Text provided →
<<<<

# All hassle and stress because of this



## b1zbaz (8 Oct 2012)

Well my past week has been hectic and a nightmare all because I found this on the job


----------



## Nathaniel Whiteside (8 Oct 2012)

*Re: All hassle and stress because of this*

Ha that is awesome. What do you do mate?


----------



## Ian Holdich (8 Oct 2012)

*Re: All hassle and stress because of this*

i'd say, roofer?


----------



## b1zbaz (8 Oct 2012)

*Re: All hassle and stress because of this*

I do loft conversions mainly but all aspects of building work bats are becoming the bane of my life lofts wise if your looking for a career change do bat surveys it cost 200 quid first visit and believe it or not they turn up at dusk and sit in the garden till total darkness looking out for bats


----------



## foxfish (8 Oct 2012)

*Re: All hassle and stress because of this*

Awesome little beast, tell us more....


----------



## Nathaniel Whiteside (8 Oct 2012)

*Re: All hassle and stress because of this*

On the second pic there's windows in the background so I'd say site joiner


----------



## b1zbaz (8 Oct 2012)

*Re: All hassle and stress because of this*

On a lighter note it was amazing and after all the hassle I just made it a new home in the eaves of the house put a bottom entrance on it and its now happy as a pig in s##t you wanna see the teeth on them


----------



## Nathaniel Whiteside (8 Oct 2012)

>>>>

Free-text object descriptions:
<<<<

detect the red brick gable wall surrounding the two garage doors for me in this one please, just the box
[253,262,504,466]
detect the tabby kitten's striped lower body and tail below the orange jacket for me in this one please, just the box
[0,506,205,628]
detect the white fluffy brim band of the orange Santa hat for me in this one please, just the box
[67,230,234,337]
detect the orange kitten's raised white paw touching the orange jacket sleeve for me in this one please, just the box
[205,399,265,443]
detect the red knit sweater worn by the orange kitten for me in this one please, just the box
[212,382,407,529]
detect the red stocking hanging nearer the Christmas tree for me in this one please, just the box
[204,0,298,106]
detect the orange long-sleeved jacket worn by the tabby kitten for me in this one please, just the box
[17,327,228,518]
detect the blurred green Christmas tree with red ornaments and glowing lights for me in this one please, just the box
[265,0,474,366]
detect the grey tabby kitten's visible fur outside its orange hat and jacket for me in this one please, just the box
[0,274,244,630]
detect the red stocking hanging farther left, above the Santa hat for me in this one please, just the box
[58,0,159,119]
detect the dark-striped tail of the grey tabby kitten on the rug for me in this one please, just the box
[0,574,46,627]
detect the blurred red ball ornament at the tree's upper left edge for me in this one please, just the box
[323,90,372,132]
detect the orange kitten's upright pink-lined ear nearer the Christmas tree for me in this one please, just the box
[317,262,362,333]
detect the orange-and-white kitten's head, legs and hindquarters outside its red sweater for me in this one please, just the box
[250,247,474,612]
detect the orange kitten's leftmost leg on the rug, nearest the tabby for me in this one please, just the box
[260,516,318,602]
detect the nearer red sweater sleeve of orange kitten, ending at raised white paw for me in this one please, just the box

>>>>

Brief A → For each statement below, say whether it agrees with the forum thread and quote the words that decide it. (i) b1zbaz mainly does loft conversions. (ii) Ian Holdich guessed that b1zbaz works as a site joiner. (iii) According to b1zbaz, a bat survey costs 200 quid for the first visit.
Brief B → List every distinct username that appears as a post author in the forum thread.

Response area A →
(i) Yes: "I do loft conversions mainly"
(ii) No: "i'd say, roofer?"
(iii) Yes: "it cost 200 quid first visit"

Response area B → b1zbaz, Nathaniel Whiteside, Ian Holdich, foxfish